[Raw records]
════════

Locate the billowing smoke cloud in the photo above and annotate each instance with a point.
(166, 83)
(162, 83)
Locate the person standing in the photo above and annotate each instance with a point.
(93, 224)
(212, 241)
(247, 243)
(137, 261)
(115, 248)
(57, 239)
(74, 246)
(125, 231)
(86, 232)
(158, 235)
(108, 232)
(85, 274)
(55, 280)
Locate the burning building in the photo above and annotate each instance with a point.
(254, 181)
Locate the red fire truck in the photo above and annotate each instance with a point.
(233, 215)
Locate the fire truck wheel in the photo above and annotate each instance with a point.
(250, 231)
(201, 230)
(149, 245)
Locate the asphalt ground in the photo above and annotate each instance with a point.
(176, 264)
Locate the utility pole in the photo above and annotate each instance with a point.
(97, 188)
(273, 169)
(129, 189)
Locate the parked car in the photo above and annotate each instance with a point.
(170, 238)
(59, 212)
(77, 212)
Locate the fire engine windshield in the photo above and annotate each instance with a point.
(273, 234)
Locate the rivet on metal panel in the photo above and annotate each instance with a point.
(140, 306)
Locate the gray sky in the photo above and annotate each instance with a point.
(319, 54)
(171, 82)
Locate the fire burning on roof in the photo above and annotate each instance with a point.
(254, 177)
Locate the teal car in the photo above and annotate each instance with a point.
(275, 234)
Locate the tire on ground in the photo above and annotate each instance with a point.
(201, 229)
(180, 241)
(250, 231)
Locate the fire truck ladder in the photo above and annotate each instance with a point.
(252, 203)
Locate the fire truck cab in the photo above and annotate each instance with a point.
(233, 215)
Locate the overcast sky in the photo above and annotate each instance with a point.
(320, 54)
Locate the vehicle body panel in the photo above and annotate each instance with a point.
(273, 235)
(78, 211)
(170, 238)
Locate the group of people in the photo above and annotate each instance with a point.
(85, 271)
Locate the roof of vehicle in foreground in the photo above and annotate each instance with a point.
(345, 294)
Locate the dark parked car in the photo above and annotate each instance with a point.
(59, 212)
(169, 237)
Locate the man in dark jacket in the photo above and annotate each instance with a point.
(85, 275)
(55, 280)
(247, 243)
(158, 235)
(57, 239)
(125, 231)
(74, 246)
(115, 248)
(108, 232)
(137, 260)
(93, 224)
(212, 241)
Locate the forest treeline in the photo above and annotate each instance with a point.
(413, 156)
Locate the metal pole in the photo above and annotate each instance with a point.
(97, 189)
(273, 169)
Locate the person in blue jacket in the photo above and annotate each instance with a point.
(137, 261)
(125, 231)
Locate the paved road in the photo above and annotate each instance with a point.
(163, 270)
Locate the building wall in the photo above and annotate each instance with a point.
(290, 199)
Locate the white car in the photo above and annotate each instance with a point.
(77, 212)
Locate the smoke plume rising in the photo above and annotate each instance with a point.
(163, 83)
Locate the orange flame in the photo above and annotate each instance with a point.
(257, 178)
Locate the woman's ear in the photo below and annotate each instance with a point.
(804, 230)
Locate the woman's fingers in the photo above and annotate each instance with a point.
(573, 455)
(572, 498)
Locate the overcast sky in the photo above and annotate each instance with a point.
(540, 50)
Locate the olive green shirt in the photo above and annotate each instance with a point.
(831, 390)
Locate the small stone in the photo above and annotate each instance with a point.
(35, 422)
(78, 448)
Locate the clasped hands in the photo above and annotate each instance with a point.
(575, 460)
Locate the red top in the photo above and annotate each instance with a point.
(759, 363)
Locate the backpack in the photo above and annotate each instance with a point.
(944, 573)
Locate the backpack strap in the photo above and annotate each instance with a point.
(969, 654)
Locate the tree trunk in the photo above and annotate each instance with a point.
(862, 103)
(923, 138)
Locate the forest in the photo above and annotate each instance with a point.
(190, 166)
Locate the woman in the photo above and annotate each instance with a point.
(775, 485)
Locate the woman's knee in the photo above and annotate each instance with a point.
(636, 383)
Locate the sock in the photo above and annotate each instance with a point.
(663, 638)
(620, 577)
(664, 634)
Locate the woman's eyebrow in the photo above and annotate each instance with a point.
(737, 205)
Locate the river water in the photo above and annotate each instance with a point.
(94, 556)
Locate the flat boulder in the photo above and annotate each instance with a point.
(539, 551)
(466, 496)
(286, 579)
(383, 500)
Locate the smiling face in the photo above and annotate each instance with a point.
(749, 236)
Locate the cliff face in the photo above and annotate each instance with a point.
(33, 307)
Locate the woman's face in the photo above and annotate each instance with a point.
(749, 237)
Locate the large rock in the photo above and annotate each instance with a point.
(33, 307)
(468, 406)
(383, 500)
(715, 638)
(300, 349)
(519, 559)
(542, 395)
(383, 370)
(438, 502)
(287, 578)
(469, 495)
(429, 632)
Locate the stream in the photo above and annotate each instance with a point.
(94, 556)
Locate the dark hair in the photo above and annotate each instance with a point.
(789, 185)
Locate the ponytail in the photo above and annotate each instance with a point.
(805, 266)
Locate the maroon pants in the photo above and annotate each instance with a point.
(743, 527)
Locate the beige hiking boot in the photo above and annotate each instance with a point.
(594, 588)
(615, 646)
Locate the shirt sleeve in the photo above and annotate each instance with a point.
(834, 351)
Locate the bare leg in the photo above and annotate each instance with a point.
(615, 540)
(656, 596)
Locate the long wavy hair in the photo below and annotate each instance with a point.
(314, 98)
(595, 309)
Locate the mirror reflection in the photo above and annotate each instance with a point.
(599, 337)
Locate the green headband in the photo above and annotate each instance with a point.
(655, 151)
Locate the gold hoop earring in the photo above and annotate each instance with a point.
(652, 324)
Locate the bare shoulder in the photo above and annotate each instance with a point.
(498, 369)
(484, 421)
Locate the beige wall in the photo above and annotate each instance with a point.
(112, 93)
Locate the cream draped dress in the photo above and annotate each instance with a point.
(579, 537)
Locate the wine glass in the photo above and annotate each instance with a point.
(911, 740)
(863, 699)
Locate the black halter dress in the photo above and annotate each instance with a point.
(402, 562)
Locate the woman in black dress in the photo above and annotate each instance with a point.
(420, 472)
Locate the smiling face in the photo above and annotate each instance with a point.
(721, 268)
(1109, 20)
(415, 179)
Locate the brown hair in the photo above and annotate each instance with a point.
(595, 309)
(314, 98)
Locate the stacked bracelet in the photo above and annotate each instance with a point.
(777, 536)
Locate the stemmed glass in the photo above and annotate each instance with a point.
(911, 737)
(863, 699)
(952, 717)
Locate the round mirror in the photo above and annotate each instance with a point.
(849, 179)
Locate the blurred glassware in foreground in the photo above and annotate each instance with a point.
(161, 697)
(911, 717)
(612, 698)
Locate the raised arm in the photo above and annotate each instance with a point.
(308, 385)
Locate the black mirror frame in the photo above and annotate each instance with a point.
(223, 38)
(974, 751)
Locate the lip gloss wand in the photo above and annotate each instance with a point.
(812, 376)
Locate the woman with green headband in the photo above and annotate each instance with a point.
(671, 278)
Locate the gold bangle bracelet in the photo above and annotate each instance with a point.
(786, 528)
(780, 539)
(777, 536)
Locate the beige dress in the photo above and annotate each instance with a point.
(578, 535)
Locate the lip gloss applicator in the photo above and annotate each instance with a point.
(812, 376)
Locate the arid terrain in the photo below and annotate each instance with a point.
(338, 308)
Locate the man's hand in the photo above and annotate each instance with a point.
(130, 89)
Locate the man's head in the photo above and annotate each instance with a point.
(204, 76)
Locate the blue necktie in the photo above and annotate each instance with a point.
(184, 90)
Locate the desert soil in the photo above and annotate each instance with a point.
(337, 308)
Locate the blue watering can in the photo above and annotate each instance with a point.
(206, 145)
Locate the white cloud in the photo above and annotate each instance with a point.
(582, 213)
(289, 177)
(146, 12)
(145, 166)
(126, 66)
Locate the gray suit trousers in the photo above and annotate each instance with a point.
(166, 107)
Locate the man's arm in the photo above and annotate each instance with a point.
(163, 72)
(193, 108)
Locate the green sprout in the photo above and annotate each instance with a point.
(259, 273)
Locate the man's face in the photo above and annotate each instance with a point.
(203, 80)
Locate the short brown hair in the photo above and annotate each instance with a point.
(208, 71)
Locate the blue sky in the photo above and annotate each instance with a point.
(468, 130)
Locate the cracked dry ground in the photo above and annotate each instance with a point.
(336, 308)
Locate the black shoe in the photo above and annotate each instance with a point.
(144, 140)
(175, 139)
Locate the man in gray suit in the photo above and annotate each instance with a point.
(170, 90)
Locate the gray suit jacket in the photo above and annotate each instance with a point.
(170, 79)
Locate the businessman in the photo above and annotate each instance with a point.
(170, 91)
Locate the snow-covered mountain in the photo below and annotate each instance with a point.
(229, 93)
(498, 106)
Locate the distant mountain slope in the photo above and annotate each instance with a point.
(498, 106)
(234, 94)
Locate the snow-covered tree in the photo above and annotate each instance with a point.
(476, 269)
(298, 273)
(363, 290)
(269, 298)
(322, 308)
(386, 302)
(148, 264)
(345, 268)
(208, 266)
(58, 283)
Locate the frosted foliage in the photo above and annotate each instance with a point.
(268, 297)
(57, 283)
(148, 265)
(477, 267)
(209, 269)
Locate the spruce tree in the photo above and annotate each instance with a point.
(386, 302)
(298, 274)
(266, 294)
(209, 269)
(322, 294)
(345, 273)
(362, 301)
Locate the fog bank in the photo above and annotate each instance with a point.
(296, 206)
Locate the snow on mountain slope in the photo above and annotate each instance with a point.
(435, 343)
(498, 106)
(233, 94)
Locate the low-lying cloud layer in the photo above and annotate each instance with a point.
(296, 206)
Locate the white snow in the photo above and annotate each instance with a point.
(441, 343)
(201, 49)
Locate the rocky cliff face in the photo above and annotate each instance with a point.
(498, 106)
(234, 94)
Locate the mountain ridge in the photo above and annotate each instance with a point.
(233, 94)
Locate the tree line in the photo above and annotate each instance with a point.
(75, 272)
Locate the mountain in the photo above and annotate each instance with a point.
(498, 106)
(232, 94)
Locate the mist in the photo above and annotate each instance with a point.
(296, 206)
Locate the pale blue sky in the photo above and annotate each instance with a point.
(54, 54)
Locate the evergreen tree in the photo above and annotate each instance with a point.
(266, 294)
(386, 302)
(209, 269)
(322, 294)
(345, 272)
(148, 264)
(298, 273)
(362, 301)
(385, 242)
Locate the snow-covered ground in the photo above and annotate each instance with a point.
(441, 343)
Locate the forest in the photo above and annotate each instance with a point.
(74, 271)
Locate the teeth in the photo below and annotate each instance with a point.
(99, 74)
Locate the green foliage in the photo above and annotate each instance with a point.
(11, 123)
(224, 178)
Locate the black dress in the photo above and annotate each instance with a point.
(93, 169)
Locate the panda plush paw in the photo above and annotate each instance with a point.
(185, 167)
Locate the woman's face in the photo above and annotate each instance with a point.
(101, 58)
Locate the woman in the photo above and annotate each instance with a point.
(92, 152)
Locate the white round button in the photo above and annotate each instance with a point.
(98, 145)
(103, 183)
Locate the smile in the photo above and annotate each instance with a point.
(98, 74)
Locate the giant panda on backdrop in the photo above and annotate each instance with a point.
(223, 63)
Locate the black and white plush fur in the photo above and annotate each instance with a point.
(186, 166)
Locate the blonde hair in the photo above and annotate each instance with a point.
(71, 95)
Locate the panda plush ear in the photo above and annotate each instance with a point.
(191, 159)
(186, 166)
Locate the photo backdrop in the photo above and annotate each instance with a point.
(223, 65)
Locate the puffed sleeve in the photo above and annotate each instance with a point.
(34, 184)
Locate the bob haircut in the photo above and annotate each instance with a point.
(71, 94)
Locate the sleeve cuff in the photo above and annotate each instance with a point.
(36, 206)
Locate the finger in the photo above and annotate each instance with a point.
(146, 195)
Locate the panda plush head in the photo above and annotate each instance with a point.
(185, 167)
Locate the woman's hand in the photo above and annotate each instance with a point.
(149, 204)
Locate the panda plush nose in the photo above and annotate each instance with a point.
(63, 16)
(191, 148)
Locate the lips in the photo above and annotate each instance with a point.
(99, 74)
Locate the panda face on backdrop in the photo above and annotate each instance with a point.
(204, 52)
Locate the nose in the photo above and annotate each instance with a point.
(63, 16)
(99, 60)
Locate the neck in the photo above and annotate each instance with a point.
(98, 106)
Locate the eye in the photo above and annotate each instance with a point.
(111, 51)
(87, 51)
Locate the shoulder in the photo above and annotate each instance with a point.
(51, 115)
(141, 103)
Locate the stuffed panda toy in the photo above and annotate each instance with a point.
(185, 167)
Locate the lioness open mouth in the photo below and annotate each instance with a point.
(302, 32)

════════

* **AIM**:
Quote verbatim the line containing "Locate the panda face" and every line after it through the end of the records above.

* **SOLUTION TO THIS PROBLEM**:
Locate the panda face on backdrop in the photo above and annotate each instance with a point.
(204, 52)
Locate the nose in the photo above and annotate each instance with a point.
(63, 16)
(99, 60)
Locate the neck in the photo above and annotate each instance with a point.
(98, 106)
Locate the eye in the photo above and annotate each instance with a point.
(111, 51)
(87, 51)
Locate the shoulder in the photo above and annotate each instance with a point.
(51, 115)
(141, 103)
Locate the stuffed panda toy in the photo above and annotate each instance with a point.
(185, 167)
Locate the lioness open mouth in the photo below and annotate each instance with a point.
(302, 32)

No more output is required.